Your answer should be the records, restated word for word.

### Saved entries

────

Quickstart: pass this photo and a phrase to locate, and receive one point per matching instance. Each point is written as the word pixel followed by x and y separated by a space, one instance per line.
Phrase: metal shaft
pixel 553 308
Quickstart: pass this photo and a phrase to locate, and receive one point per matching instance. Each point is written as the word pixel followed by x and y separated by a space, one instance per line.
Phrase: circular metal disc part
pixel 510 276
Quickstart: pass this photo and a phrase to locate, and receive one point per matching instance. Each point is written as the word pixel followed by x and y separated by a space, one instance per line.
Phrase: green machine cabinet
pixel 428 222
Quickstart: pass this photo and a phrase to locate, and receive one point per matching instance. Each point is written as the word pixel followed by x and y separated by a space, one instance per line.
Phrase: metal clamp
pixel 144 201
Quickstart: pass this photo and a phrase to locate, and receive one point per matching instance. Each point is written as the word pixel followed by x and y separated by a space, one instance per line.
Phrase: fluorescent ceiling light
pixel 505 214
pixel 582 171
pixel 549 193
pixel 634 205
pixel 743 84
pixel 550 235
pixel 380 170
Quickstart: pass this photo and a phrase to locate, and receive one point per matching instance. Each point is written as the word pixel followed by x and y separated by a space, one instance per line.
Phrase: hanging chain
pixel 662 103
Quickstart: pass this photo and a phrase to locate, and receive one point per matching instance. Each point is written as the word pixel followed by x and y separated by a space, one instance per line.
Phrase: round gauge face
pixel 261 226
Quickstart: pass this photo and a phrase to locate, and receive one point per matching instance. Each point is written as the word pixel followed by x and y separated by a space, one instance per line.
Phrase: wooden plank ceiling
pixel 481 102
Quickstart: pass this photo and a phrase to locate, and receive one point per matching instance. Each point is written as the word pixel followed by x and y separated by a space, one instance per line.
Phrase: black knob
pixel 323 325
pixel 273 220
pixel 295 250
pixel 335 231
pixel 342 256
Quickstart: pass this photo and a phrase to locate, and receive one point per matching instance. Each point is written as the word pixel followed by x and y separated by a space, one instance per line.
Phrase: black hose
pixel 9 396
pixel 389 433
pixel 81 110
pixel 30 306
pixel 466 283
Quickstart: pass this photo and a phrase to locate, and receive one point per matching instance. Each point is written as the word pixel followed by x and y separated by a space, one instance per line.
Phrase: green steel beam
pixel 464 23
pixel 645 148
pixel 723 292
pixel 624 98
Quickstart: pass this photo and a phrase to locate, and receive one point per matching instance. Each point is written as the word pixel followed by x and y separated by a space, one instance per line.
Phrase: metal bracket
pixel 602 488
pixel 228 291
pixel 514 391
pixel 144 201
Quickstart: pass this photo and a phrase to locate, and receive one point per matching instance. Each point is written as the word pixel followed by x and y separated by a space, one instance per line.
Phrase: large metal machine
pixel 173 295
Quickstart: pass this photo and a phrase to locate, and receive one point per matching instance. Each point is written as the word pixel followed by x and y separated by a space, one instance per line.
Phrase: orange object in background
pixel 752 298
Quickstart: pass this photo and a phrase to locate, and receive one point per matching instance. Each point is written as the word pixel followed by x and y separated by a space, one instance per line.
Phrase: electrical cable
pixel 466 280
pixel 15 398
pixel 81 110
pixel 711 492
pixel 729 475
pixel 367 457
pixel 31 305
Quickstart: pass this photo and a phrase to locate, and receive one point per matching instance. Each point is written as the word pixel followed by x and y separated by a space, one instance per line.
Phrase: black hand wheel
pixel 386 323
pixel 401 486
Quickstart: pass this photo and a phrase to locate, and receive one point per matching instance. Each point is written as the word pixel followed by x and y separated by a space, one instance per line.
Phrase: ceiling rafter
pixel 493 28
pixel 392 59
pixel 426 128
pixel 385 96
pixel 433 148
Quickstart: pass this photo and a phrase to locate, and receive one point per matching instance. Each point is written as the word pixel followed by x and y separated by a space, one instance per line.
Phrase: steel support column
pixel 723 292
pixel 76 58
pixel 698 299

────

### EXERCISE OUTPUT
Quickstart: pass this photo and a phrase to locate, and receive one point per matching instance. Each point is written as the word pixel followed by x and y separated by a space, one instance per line.
Phrase: metal shaft
pixel 553 308
Quickstart: pass this photo and a phrase to locate, and receive one point per matching instance. Each point is written as the word pixel followed by x and y separated by a space, one instance per line.
Phrase: circular metal disc part
pixel 510 276
Quickstart: pass this photo and a phrase to locate, and receive one point per matching instance. Each point is written as the word pixel followed by x and y separated by a space, one instance per line.
Phrase: green machine cabinet
pixel 428 222
Quickstart: pass this photo and a phrase to locate, and receive one point per matching instance. Each point is written as the word pixel followed by x and y separated by a space, one instance per line.
Phrase: metal clamp
pixel 144 201
Quickstart: pass this photo and a phrase to locate, and receive one point per matching instance. Each point is written as the word pixel followed by x and y separated by a space, one instance per line.
Phrase: fluorescent ceiling light
pixel 505 214
pixel 582 171
pixel 549 193
pixel 634 205
pixel 743 84
pixel 550 235
pixel 380 170
Quickstart: pass this photo and a phrase to locate, and receive one point per matching instance. Each point is written as the word pixel followed by x and y separated by a space, one instance per line.
Phrase: hanging chain
pixel 662 103
Quickstart: pass this photo and a phrase to locate, and receive one point per matching instance. Each point is written as the word pixel followed by x and y separated by a space, one instance per line.
Phrase: round gauge face
pixel 261 226
Quickstart: pass this photo and a phrase to locate, and receive one point per matching instance. Each point is written as the word pixel followed by x and y separated by a space, one instance per line.
Phrase: wooden plank ceiling
pixel 481 102
Quickstart: pass this photo and a phrase to locate, and receive one point per matching instance. Each point is written as the word pixel followed by x and y separated by a space, one instance per line.
Phrase: black knob
pixel 323 325
pixel 273 220
pixel 295 250
pixel 335 231
pixel 342 256
Quickstart: pass this photo and a phrase to locate, and receive one point per matching instance. Each point is written as the word pixel followed by x and y separated by a space, one instance per line.
Phrase: black hose
pixel 9 396
pixel 389 433
pixel 81 110
pixel 30 306
pixel 466 283
Quickstart: pass this photo and a phrase to locate, and receive one point per matching instance. Each point is written as the word pixel followed by x and y separated by a space, one instance per line.
Phrase: green steel beam
pixel 464 23
pixel 645 148
pixel 723 292
pixel 624 98
Quickstart: pass this photo and a phrase to locate, and receive one point per matching instance. Each point is written as the word pixel followed by x and y separated by a space, one instance per line.
Phrase: metal bracket
pixel 602 488
pixel 228 291
pixel 514 391
pixel 144 201
Quickstart: pass this photo and a phrase to locate, and receive one point per matching instance. Each point is written as the word pixel followed by x and y separated by a space, one instance per line.
Phrase: large metal machine
pixel 173 295
Quickstart: pass this photo and a phrase to locate, and receive one point per matching instance. Each point is written as the word pixel followed by x and y separated by a space, one instance per line.
Phrase: orange object in background
pixel 752 298
Quickstart: pass this photo and a phrase to locate, and receive one point per matching instance. Each point is written as the word pixel followed by x and y separated by a space, one instance per line.
Phrase: electrical cable
pixel 466 280
pixel 15 398
pixel 81 110
pixel 711 492
pixel 729 475
pixel 367 457
pixel 31 305
Quickstart: pass this photo and a phrase to locate, and receive one point per matching instance. Each point is written as the word pixel followed by x and y separated by a space, one instance per line.
Phrase: black hand wheel
pixel 386 323
pixel 401 486
Quickstart: pass this photo and a phrase to locate, and receive one point per matching instance. Each point is written as the word pixel followed by x and y separated by a space, one instance per line.
Phrase: ceiling rafter
pixel 493 28
pixel 392 59
pixel 426 128
pixel 385 96
pixel 433 148
Quickstart: pass this photo and a phrase to locate, and receive one point per matching instance. Each point is written as the word pixel followed by x and y separated by a space, one instance per line.
Phrase: steel support column
pixel 723 292
pixel 76 58
pixel 698 299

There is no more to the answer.